**Exercise aim**. In the forum thread, what does Doc Holiday13 say is usually what kills a transmission?

**Supplied passage**.
Locked in first = motor stalled


----------



## BossPlow2010 (Sep 29, 2010)

Now that we've covered what gear to plow in, 
what tires should I buy?


----------



## Philbilly2 (Aug 25, 2007)

Round ones, black in color.


----------



## SnoFarmer (Oct 15, 2004)

Philbilly2 said:


> Round ones


 black in color, WRL to the inside...


----------



## Mark Oomkes (Dec 10, 2000)

Philbilly2 said:


> Round ones, black in color.


That's my line..........

PS Sno is right........no matter which engine type or size.


----------



## Philbilly2 (Aug 25, 2007)

Mark Oomkes said:


> That's my line..........
> 
> PS Sno is right........no matter which engine type or size.


You were busy... I got it for you!


----------



## Mark Oomkes (Dec 10, 2000)

Philbilly2 said:


> You were busy... I got it for you!


Allegedly we've had almost half our seasonal average in the last 2 weeks.

That would explain my tiredness. Or whatever word I can't think of.


----------



## ktfbgb (Jan 31, 2016)

Mark Oomkes said:


> Allegedly we've had almost half our seasonal average in the last 2 weeks.
> 
> That would explain my tiredness. Or whatever word I can't think of.


That's pretty hard core, hallucinagenetic exhaustion may be more descriptive?


----------



## Doc Holiday13 (Dec 19, 2016)

TRKling said:


> Who needs 4Hi or 4Lo. 2wd all the time works nicely. (Oh yea, with 4 ton of salt behind ya helps.)
> 
> Actually, plowing in 2wd is fine commercially because its longer passes and you have traction. Less wear on the transfer case. That's not really an option for pickup trucks in driveways, though.
> 
> ...


Agreed ^^^

I disagree however that 4lo is goign to kill your trans.. Your right foot is _usually_ what kills your trans. 4lo is all in the transfer case.. You will get higher fluid flow in 4lo but its negligable gains if you're flogging your truck with rpms over 3000/3500 rpms.

**Entries provided**.
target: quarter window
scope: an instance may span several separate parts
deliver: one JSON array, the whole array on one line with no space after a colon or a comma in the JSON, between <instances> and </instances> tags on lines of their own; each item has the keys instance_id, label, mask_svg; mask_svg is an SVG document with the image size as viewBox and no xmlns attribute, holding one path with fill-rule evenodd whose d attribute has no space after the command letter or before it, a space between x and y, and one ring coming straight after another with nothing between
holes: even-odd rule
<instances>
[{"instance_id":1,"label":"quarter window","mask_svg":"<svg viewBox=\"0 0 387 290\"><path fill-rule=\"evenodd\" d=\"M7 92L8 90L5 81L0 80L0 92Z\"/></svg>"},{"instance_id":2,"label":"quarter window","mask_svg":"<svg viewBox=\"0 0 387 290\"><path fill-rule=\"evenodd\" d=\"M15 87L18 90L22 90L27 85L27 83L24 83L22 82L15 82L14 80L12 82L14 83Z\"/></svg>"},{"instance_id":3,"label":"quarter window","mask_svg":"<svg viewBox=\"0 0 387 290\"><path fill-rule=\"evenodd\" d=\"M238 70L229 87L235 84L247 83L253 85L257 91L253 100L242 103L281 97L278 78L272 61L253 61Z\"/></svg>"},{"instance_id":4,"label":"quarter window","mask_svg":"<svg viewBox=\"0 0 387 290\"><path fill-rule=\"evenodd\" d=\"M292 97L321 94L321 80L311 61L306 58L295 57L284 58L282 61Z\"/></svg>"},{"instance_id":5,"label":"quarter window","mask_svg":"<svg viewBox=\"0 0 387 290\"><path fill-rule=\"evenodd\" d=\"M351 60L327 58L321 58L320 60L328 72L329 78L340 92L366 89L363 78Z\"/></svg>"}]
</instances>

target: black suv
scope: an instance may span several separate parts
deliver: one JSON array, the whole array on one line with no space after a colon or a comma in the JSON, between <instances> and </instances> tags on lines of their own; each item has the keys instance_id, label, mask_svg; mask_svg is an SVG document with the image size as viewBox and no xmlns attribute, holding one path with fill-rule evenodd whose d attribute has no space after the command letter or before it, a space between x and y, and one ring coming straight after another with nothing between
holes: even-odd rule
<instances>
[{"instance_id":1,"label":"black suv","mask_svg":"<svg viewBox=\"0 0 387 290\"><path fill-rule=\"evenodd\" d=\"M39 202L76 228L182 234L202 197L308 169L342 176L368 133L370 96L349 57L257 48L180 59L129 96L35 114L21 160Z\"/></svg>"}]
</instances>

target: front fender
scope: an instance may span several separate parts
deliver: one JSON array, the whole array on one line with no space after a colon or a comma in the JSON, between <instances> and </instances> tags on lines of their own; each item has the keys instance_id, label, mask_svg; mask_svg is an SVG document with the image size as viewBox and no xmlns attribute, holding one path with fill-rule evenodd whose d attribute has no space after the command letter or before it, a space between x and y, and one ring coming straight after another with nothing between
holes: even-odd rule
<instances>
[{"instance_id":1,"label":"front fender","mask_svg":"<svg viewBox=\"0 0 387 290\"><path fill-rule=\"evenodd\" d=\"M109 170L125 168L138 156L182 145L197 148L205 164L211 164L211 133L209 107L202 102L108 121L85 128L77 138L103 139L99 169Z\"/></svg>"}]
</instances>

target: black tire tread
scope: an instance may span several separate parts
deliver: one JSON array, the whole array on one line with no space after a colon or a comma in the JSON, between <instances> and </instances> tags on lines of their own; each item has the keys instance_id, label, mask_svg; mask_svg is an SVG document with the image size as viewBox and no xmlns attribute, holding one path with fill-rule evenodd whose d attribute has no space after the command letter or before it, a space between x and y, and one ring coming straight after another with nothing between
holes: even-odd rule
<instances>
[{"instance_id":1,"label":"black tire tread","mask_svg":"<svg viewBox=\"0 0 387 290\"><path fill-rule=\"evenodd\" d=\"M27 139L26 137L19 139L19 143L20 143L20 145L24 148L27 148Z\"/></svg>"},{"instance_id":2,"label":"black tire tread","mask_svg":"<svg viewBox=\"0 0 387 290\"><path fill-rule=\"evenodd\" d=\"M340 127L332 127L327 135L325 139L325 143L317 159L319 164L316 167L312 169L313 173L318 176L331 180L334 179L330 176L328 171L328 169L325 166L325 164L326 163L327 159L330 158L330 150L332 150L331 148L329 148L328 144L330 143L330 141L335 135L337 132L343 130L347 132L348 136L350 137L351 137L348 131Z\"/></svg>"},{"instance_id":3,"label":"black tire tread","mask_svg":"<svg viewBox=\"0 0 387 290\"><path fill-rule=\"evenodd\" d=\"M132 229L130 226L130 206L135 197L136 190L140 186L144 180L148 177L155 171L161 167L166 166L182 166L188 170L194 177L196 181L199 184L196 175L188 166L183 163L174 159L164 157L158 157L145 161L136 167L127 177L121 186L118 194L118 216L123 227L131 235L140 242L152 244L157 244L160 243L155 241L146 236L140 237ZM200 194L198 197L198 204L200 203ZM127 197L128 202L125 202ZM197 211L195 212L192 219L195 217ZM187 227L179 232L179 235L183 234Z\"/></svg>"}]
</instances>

**Solution**. Your right foot.